Study material:

○ ○ ○ ○ ○ ○ ○

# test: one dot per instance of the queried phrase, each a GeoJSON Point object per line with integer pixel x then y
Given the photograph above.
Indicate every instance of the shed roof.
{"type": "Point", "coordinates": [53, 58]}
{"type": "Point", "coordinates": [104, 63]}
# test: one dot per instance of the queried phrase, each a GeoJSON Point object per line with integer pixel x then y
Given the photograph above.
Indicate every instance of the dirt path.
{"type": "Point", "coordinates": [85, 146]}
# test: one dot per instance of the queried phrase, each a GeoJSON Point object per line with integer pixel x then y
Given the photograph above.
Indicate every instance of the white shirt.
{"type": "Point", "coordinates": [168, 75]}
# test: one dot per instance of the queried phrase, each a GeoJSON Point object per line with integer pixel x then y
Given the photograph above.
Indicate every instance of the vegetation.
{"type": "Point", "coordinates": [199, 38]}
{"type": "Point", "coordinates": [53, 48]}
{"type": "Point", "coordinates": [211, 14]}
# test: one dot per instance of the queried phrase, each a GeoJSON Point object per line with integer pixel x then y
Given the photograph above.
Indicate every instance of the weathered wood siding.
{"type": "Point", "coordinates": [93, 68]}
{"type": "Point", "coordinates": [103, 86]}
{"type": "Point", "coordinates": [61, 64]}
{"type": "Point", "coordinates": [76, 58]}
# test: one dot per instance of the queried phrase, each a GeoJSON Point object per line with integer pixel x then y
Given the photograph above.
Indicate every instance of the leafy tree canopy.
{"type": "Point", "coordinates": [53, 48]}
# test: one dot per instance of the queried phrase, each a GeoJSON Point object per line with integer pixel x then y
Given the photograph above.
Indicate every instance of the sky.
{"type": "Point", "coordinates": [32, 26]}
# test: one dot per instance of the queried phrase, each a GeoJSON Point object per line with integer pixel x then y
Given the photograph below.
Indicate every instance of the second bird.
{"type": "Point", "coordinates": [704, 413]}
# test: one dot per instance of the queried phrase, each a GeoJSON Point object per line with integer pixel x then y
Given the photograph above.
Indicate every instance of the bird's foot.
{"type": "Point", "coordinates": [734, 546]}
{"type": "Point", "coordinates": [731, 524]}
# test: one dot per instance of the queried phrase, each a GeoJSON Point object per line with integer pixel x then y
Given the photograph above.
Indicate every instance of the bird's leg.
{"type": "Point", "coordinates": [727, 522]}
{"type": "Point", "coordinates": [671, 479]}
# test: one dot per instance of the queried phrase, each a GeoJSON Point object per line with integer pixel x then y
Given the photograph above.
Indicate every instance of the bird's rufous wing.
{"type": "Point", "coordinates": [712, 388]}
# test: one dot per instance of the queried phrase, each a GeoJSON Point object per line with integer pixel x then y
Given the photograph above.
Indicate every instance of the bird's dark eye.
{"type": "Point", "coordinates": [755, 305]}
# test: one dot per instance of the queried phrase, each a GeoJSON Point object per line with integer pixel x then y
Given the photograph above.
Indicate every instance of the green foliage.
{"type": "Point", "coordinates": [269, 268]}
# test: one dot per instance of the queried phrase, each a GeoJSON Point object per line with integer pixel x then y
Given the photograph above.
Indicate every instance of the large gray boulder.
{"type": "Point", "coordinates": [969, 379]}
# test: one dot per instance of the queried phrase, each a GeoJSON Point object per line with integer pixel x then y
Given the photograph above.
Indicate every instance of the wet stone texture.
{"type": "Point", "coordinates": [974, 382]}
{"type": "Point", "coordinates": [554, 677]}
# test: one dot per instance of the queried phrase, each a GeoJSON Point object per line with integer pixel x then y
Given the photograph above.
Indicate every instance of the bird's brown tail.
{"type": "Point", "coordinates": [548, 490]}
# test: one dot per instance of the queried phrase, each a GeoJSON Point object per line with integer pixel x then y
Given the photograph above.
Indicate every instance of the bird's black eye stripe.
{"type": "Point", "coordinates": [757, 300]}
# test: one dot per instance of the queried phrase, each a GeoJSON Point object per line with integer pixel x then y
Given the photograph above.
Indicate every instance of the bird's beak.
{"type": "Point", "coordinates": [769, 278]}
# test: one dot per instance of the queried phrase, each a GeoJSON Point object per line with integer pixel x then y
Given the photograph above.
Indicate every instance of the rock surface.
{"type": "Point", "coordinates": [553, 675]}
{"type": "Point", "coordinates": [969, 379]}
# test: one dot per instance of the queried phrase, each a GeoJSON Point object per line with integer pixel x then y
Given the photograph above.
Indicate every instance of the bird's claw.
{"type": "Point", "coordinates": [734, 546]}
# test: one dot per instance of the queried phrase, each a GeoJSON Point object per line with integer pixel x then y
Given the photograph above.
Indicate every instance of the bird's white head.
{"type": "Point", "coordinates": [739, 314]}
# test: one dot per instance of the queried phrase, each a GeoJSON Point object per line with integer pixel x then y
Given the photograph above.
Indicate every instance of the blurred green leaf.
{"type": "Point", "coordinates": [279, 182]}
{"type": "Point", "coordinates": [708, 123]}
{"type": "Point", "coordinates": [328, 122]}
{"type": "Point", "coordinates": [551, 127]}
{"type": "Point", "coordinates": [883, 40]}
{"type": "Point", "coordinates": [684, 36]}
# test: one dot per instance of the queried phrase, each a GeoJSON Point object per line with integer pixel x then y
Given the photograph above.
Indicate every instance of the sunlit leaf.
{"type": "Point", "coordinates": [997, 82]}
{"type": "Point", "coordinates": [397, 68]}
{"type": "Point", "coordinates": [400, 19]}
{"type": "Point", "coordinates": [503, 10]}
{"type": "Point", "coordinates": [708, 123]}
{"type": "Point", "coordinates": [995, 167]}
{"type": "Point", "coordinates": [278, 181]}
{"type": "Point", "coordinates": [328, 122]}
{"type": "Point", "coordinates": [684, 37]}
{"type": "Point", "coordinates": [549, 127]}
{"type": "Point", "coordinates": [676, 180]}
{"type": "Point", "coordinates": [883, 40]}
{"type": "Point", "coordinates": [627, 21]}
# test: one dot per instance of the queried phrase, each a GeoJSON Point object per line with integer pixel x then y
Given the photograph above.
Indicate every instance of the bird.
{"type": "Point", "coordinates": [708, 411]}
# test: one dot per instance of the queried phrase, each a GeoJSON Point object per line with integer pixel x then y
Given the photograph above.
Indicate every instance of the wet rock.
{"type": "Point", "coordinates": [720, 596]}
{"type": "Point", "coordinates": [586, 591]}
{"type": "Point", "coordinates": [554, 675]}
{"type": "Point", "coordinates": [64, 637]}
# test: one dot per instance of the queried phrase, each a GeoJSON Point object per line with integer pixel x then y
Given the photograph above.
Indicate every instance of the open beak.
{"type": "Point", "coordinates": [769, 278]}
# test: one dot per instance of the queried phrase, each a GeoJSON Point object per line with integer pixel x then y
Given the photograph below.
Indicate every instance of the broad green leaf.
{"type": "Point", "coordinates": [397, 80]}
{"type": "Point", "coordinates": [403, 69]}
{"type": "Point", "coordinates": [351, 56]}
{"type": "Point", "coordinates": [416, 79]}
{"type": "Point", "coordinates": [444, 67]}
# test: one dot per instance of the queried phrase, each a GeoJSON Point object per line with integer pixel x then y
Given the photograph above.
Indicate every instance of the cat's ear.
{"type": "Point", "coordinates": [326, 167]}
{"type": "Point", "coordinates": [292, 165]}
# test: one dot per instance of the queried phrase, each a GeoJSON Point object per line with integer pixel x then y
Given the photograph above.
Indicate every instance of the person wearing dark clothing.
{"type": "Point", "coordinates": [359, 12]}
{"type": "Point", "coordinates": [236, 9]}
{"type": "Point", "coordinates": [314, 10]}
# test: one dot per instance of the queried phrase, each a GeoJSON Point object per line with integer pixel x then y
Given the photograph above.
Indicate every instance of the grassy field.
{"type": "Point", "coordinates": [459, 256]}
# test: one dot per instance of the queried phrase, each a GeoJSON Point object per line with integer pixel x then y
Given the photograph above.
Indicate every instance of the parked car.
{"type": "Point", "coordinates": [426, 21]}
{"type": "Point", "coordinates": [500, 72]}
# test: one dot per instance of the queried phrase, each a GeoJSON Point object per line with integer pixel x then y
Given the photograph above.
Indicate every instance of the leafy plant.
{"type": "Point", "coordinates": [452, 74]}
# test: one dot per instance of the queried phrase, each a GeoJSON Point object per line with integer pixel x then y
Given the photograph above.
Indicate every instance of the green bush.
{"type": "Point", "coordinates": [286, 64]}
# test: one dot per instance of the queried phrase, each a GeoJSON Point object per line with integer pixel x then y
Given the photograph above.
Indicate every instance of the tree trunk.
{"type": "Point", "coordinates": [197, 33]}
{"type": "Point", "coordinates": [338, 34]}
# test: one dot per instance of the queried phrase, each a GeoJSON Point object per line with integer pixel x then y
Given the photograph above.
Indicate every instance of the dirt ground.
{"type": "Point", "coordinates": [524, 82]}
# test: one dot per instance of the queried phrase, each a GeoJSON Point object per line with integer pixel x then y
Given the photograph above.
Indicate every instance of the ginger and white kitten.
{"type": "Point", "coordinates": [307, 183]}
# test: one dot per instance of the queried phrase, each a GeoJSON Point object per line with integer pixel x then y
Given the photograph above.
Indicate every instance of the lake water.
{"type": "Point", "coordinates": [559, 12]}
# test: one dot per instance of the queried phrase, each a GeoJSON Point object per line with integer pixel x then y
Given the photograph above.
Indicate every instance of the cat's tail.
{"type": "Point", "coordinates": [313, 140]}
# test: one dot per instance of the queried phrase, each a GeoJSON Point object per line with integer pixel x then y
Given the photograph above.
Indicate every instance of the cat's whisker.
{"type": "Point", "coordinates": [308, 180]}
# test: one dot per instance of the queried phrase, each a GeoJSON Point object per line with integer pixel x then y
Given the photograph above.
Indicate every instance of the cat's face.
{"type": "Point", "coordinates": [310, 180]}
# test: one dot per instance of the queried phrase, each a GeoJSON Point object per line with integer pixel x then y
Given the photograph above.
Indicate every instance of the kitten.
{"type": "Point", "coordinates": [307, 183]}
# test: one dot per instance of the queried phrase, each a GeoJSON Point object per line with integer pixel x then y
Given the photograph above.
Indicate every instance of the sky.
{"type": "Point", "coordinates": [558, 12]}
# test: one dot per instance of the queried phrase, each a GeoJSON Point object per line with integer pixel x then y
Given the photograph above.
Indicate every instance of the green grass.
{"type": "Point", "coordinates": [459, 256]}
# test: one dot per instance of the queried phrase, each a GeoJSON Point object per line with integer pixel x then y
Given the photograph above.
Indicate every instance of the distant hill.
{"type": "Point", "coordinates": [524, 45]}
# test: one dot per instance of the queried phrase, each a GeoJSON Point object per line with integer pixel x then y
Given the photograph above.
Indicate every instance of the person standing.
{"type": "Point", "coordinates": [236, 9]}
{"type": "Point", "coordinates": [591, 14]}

○ ○ ○ ○ ○ ○ ○

Task prompt:
Which lines run from the one containing "Indicate every instance of the distant hill." to the end of the entries above? Print them exactly, both ends included, and nothing else.

Solved exercise:
Indicate every instance of the distant hill.
{"type": "Point", "coordinates": [524, 45]}
# test: one dot per instance of the queried phrase, each a GeoJSON Point object per line with integer pixel x then y
Given the photograph above.
Indicate every instance of the person standing.
{"type": "Point", "coordinates": [236, 9]}
{"type": "Point", "coordinates": [591, 14]}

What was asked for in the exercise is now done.